- Text extract:
NASA Satellite Confirms Urban Heat Islands Increase Rainfall Around Cities

Dr. J. Marshall Shepherd and colleagues at NASA's Goddard Space Flight Center, Greenbelt, Md., found that urban areas with high concentrations of buildings, roads and other artificial surfaces retain heat and lead to warmer surrounding temperatures, and create urban heat-islands. This increased heat may promote rising air and alter the weather around cities.

"Cities tend to be one to 10 degrees Fahrenheit [.56 to 5.6 Celsius] warmer than surrounding suburbs and rural areas and the added heat can destabilize and change the way air circulates around cities," said Shepherd. Rising warm air may help produce clouds that result in more rainfall around urban areas.

Using the world's first space-based rain radar aboard NASA's Tropical Rainfall Measuring Mission (TRMM) satellite, Shepherd and colleagues found that mean monthly rainfall rates within 30-60 kilometers (18 to 36 miles) downwind of the cities were, on average, about 28 percent greater than the upwind region. In some cities, the downwind area exhibited increases as high as 51 percent.

It was also found that, on average, maximum rainfall rates in downwind regions often exceeded the maximum values in upwind regions by 48 percent - 116 percent. These results are very consistent with earlier related experiments in St. Louis, Missouri and near Atlanta.

Mostly during the warmer months, the added heat creates wind circulations and rising air that can produce clouds or enhance existing ones. Under the right conditions, these clouds can evolve into rain-producers or storms. It is suspected that converging air due to city surfaces of varying heights, like buildings, also promotes rising air needed to produce clouds and rainfall.

"A recent United Nations study estimates that 80 percent of the world's population will live in cities by 2025, so a better understanding of the impact of urban land use change on Earth's water cycle system is vital," Shepherd said.

The study appears in the July 2002 issue of the American Meteorological Society's Journal of Applied Meteorology.

Earlier research has used ground-based instruments, including rain gauge networks, ground-based radar, or model simulations, to show that urban heat islands can impact local rainfall around cities like St. Louis, Chicago, Mexico City and Atlanta.

Although useful, many of these studies were limited to specific cities that had access to relevant data from special observation networks or computer model simulations. But satellites broaden the scope of such research by monitoring changes in rainfall patterns over urban areas on global scales over long periods of time.

- Short task: Decide whether each statement agrees with the article on urban heat islands above, answering yes or no and quoting the words that decide it: (a) mean monthly rainfall rates downwind of the cities were on average about 28 percent greater than in the upwind region; (b) the study appears in the July 2002 issue of the Bulletin of the American Meteorological Society; (c) the added heat creates wind circulations and rising air mostly during the colder months.

- Source data:
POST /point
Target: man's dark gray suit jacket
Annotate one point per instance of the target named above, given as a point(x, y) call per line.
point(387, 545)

- Result for this exercise:
(a) Yes: "about 28 percent greater than the upwind region."
(b) No: "The study appears in the July 2002 issue of the American Meteorological Society's Journal of Applied Meteorology."
(c) No: "Mostly during the warmer months, the added heat creates wind circulations and rising air."